╭─ Task input

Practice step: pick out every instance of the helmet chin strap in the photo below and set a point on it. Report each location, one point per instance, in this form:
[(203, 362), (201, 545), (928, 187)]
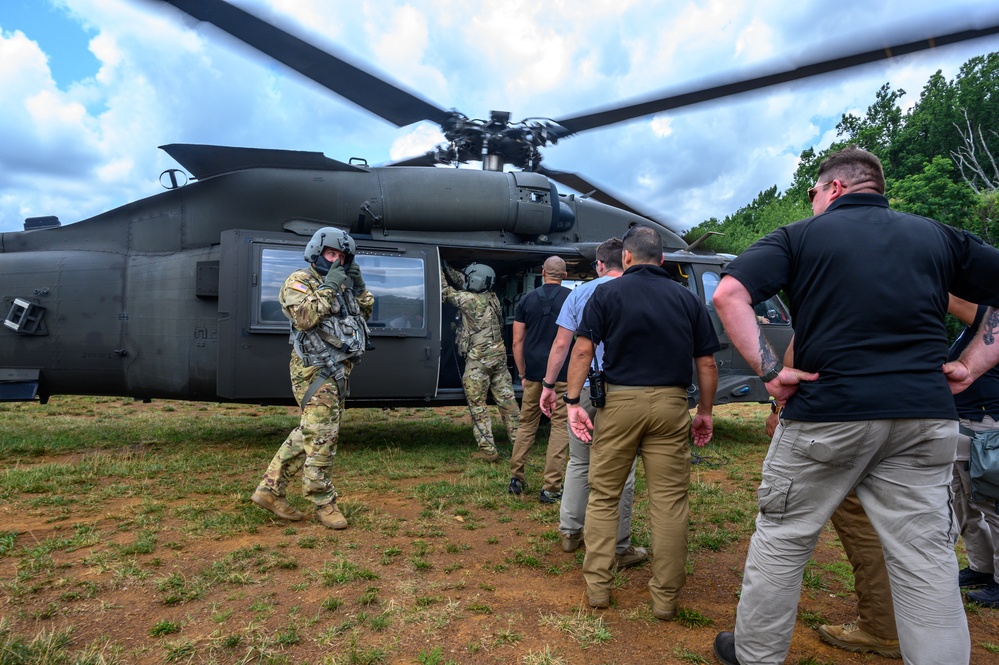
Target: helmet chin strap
[(322, 265)]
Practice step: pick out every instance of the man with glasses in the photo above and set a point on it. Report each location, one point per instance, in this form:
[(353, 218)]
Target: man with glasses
[(534, 330), (655, 332), (576, 487), (867, 408)]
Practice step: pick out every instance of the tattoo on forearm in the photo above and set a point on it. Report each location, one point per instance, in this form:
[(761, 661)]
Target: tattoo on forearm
[(990, 325), (768, 359)]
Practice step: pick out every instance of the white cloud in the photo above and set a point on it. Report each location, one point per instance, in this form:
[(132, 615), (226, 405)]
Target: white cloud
[(76, 148)]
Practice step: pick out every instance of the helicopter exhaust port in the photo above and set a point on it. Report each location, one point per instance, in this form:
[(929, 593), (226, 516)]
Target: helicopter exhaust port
[(465, 200)]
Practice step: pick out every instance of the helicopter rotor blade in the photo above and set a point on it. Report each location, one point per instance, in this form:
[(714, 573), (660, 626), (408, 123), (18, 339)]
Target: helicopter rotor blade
[(426, 159), (597, 193), (680, 98), (360, 87)]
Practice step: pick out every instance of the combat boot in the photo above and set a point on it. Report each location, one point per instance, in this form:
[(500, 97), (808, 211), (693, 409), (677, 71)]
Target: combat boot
[(330, 516), (485, 456), (277, 505)]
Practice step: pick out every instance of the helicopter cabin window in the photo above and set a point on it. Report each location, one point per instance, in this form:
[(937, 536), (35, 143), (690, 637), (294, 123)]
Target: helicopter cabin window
[(769, 312), (398, 284)]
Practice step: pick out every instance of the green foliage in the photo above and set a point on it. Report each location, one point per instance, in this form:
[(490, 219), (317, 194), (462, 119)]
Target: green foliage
[(917, 148), (933, 193)]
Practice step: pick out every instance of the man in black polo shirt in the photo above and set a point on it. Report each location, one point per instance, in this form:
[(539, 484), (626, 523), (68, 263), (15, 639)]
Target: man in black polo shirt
[(534, 330), (867, 406), (653, 331)]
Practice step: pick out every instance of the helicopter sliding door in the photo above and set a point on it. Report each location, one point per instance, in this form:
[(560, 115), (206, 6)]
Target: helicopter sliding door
[(254, 345)]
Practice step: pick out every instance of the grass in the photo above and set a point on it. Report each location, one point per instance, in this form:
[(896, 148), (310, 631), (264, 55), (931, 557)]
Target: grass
[(119, 502)]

╰─

■ Problem
Copy out the listing from the line containing "Practice step: pick out every instance of the man with" through the line containing "[(76, 148)]", requests included, and scale every point coordinate in the answers by 2.4, rounding to whole numbers with halves going up. Keep the requests and their sample coordinates unchanged.

■ Exercise solution
Practice step: pick out every instance of the man with glasses in the photo above and set a point on it. Report each location, one point per instance, in this form:
[(353, 218)]
Target: man with glasses
[(1282, 792), (1572, 797), (1382, 1169), (2081, 979)]
Practice step: pick out every instance of the tattoo on forearm in the photo above and set a point on it. Report each location, one point per instance, in this form:
[(761, 661)]
Target: tattoo on forearm
[(2376, 780), (1843, 862)]
Practice step: pick out every instance of the white cloud in the photo above and set a point on it. Report each location, one point per instance, in this form:
[(132, 615), (226, 405)]
Target: white cloud
[(182, 355)]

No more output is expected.